O Paraíso, a Ironia e o Destino. Histórias de uma história que se misturam ao longo desta minha história – parte 1

Faz agora um século que o Titanic, o maior navio de cruzeiros do mundo na época, embateu num iceberg. O transatlântico, que na época se considerava insubmergível, afundou a pique em menos de três horas, depois do seu casco se partir em dois. Mais de 1500 pessoas morreram.

Por estes dias, faz agora um século, o barco rumava ainda em águas tranquilas levando a bordo 885 membros da tripulação e 2.228 passageiros de todo o tipo e de todas as classes sociais, que de uma maneira ou de outra tinham embarcado com um propósito comum, a busca de um sonho. Para uns alcançar o Sonho Americano, para outros o sonho de participar numa viagem inesquecível, regada de champagne e bailes, a bordo do mais luxuoso paquete até então construído.

# # #

Tarefas obrigatórias.
A: Resuma em forma de lista o parágrafo do texto sobre o Titanic que começa com "Por estes dias, faz agora um século", mantendo os factos principais.
B: Reproduza do texto sobre o Titanic o trecho que abre com as palavras "O Paraíso, a" e fecha com "até então construído.".

# # #

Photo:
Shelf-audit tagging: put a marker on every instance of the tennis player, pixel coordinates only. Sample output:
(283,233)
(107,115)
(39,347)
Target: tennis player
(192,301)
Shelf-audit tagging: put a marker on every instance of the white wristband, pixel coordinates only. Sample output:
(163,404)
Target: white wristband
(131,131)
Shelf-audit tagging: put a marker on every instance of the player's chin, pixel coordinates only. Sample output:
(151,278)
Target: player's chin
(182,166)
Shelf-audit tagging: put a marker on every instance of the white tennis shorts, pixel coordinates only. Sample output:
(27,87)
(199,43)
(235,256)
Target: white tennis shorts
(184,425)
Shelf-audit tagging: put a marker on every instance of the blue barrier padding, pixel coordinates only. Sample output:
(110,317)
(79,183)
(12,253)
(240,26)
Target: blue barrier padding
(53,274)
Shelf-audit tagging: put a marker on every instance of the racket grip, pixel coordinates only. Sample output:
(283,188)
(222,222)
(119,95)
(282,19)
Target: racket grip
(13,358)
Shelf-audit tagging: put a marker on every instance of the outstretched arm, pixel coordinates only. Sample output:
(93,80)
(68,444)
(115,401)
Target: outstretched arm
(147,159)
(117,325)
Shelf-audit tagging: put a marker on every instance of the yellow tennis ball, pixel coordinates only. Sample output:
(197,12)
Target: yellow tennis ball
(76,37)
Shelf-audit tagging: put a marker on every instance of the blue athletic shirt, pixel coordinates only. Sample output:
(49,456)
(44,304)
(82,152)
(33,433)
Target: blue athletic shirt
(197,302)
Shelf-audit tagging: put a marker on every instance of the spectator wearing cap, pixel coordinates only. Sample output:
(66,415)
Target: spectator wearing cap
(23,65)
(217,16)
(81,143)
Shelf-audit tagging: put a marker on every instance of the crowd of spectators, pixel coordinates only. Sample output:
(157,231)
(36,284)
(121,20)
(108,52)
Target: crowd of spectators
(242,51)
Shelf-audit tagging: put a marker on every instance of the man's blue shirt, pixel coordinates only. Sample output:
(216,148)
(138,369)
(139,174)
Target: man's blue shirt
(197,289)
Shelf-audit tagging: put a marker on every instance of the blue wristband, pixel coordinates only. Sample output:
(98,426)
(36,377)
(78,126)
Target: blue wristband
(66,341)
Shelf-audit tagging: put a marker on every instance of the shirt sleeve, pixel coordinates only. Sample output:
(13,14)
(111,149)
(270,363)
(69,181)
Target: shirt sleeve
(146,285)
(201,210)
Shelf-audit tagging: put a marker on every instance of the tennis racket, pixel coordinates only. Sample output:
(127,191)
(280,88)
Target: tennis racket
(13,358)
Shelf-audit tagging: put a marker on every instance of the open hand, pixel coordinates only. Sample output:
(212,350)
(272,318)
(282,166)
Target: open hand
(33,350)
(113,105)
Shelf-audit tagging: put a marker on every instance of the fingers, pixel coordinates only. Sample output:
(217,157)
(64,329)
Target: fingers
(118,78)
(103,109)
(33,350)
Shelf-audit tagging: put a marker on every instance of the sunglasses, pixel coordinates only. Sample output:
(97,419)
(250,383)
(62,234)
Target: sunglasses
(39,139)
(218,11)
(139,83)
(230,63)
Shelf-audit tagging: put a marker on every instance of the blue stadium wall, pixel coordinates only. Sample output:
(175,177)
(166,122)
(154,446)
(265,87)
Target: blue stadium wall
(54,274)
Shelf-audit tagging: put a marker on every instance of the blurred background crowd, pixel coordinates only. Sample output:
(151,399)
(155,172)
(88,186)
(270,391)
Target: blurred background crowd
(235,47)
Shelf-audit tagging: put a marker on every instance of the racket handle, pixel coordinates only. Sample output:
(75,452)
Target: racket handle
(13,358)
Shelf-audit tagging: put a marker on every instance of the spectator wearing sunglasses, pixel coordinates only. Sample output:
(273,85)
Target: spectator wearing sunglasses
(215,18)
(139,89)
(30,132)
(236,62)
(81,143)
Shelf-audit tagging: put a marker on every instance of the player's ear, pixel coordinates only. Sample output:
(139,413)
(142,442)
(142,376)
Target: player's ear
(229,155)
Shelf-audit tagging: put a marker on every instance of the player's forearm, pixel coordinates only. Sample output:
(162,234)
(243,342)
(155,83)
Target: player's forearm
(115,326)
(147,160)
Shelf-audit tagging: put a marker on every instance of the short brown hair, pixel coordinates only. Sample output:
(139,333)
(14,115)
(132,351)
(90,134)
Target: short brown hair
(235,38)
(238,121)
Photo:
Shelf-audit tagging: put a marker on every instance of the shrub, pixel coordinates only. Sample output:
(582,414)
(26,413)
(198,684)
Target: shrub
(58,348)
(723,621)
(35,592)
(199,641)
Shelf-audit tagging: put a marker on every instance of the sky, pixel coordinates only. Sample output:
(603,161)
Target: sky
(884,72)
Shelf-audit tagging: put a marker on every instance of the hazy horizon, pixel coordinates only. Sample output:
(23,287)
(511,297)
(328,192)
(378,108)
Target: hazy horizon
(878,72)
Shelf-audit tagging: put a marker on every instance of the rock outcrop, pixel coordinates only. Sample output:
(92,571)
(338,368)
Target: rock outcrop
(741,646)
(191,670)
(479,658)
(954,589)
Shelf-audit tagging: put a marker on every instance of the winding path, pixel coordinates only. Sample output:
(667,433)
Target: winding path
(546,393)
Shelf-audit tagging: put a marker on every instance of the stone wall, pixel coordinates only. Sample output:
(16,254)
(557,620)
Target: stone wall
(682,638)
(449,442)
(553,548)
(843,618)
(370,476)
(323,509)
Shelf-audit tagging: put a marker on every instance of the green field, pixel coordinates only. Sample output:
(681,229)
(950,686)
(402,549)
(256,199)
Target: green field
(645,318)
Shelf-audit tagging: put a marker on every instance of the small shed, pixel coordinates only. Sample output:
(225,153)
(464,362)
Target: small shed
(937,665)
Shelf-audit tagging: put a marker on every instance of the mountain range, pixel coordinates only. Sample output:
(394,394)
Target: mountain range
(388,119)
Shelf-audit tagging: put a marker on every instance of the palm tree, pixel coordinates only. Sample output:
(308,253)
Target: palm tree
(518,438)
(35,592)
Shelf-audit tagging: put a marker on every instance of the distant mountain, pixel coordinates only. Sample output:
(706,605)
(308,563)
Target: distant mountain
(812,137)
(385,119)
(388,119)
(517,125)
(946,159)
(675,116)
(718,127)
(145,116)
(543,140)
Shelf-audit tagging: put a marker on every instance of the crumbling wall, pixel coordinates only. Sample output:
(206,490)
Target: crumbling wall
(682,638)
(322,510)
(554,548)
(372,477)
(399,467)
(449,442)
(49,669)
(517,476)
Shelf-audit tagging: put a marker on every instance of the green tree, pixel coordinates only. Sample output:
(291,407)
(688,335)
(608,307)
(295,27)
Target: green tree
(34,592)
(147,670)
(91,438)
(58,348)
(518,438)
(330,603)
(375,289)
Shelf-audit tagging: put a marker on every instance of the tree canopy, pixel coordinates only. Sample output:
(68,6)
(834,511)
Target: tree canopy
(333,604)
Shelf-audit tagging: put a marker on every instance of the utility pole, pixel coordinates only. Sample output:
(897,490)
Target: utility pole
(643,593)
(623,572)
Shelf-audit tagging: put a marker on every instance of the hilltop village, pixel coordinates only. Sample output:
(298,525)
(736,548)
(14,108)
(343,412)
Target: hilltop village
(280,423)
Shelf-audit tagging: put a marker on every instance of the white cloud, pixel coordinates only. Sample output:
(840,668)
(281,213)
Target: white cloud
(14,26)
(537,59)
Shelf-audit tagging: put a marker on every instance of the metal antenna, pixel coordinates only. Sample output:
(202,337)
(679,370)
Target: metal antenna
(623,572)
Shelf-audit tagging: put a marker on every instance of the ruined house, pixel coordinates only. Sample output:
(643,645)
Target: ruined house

# # #

Respostas.
A:
- Há um século, por estes dias, o navio ainda seguia em águas tranquilas.
- Levava a bordo 885 membros da tripulação e 2.228 passageiros de todos os tipos e classes sociais.
- Todos tinham embarcado em busca de um sonho.
- Para uns, o sonho era alcançar o Sonho Americano.
- Para outros, era fazer uma viagem inesquecível, com champanhe e bailes, no paquete mais luxuoso construído até então.

B:
O Paraíso, a Ironia e o Destino. Histórias de uma história que se misturam ao longo desta minha história – parte 1

Faz agora um século que o Titanic, o maior navio de cruzeiros do mundo na época, embateu num iceberg. O transatlântico, que na época se considerava insubmergível, afundou a pique em menos de três horas, depois do seu casco se partir em dois. Mais de 1500 pessoas morreram.

Por estes dias, faz agora um século, o barco rumava ainda em águas tranquilas levando a bordo 885 membros da tripulação e 2.228 passageiros de todo o tipo e de todas as classes sociais, que de uma maneira ou de outra tinham embarcado com um propósito comum, a busca de um sonho. Para uns alcançar o Sonho Americano, para outros o sonho de participar numa viagem inesquecível, regada de champagne e bailes, a bordo do mais luxuoso paquete até então construído.